_Requirement_
Copy the listing below, swapping every "top-left corner" for "upper-left corner" and leaving everything else untouched.

_Source data_

---

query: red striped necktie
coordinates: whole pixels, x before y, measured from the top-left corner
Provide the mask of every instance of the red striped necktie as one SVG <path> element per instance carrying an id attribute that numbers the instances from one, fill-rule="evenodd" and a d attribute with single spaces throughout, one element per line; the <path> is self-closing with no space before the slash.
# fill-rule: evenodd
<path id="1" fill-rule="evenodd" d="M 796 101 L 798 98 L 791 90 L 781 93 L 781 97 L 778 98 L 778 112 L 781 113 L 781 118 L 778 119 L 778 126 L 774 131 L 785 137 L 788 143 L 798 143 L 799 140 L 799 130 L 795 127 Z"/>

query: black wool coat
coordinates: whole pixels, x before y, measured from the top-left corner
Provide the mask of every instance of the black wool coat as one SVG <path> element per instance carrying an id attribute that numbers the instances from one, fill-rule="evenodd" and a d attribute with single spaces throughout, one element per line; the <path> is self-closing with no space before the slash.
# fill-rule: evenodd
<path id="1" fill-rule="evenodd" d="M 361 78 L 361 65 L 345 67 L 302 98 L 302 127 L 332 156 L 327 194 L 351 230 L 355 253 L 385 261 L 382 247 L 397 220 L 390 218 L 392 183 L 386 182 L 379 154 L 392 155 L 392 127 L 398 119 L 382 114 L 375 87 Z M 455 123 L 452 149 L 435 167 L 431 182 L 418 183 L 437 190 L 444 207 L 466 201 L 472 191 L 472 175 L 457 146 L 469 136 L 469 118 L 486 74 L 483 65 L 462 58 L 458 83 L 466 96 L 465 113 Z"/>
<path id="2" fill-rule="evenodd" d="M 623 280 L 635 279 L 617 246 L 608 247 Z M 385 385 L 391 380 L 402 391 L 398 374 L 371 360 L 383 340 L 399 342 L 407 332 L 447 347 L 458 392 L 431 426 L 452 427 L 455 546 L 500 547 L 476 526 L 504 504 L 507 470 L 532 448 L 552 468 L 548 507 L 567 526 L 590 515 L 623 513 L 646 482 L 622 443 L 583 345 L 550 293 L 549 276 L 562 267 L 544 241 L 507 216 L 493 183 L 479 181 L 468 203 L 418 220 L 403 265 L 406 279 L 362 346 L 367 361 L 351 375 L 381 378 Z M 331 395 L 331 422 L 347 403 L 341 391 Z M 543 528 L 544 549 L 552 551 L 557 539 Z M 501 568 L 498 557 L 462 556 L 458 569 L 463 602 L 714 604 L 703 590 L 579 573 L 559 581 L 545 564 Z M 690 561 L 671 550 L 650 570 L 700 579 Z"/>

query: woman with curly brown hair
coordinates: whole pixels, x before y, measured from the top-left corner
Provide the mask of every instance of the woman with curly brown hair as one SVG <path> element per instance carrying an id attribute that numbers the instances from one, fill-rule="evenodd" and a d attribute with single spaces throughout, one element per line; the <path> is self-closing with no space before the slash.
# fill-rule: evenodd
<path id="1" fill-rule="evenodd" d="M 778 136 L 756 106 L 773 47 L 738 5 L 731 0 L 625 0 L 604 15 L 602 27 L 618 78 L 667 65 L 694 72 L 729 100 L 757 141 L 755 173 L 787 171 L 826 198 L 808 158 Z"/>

---

_Output for this task_
query: red striped necktie
coordinates: whole pixels, x before y, measured from the upper-left corner
Provide the mask of every instance of the red striped necktie as one SVG <path> element per instance carrying an id attribute that numbers the instances from one, fill-rule="evenodd" and a d attribute with single spaces throughout, one element per line; the <path> is self-closing with no space before the slash.
# fill-rule: evenodd
<path id="1" fill-rule="evenodd" d="M 796 101 L 798 98 L 791 90 L 781 93 L 781 97 L 778 98 L 778 112 L 781 113 L 781 118 L 778 119 L 778 126 L 774 131 L 785 137 L 788 143 L 798 143 L 799 140 L 799 130 L 795 127 Z"/>

query: black wool coat
coordinates: whole pixels, x before y, measured from the upper-left corner
Provide the mask of every instance of the black wool coat as one SVG <path> element per instance carrying an id attribute that numbers the instances from one, fill-rule="evenodd" and a d attribute with single spaces throughout, one element per line; the <path> is self-closing with no space before the slash.
# fill-rule: evenodd
<path id="1" fill-rule="evenodd" d="M 361 78 L 361 65 L 345 67 L 302 98 L 302 127 L 332 156 L 327 194 L 351 230 L 355 253 L 385 261 L 382 247 L 397 220 L 390 218 L 392 183 L 386 182 L 379 154 L 392 155 L 392 127 L 398 119 L 382 114 L 375 87 Z M 455 123 L 452 149 L 435 167 L 431 182 L 418 183 L 437 190 L 444 207 L 466 201 L 472 191 L 472 175 L 457 146 L 469 136 L 469 118 L 486 74 L 483 65 L 462 58 L 458 83 L 466 96 L 465 113 Z"/>
<path id="2" fill-rule="evenodd" d="M 623 280 L 635 279 L 617 246 L 608 247 Z M 385 385 L 391 380 L 402 391 L 398 374 L 371 360 L 383 340 L 399 342 L 407 332 L 447 347 L 458 392 L 431 426 L 452 427 L 455 546 L 500 547 L 476 526 L 504 504 L 507 470 L 532 448 L 552 468 L 548 507 L 567 526 L 590 515 L 623 513 L 646 482 L 622 443 L 583 345 L 550 293 L 549 276 L 562 267 L 544 241 L 507 216 L 493 183 L 479 181 L 468 203 L 418 220 L 403 265 L 406 279 L 362 346 L 367 361 L 351 375 L 381 378 Z M 331 395 L 331 422 L 347 403 L 341 391 Z M 543 528 L 544 549 L 552 551 L 557 539 Z M 501 568 L 498 557 L 462 556 L 458 569 L 463 602 L 714 604 L 703 590 L 579 573 L 559 581 L 545 564 Z M 690 561 L 671 550 L 650 570 L 700 579 Z"/>

query: woman with curly brown hair
coordinates: whole pixels, x before y, measured from the upper-left corner
Provide the mask of every instance of the woman with curly brown hair as one SVG <path> element per instance carrying an id attribute that numbers the instances from one, fill-rule="evenodd" and a d attribute with single spaces throughout, one element per line; the <path> is self-closing with no space before the slash.
# fill-rule: evenodd
<path id="1" fill-rule="evenodd" d="M 778 136 L 756 106 L 773 47 L 738 5 L 731 0 L 625 0 L 604 15 L 602 27 L 618 78 L 667 65 L 694 72 L 729 100 L 757 141 L 755 173 L 787 171 L 826 198 L 808 158 Z"/>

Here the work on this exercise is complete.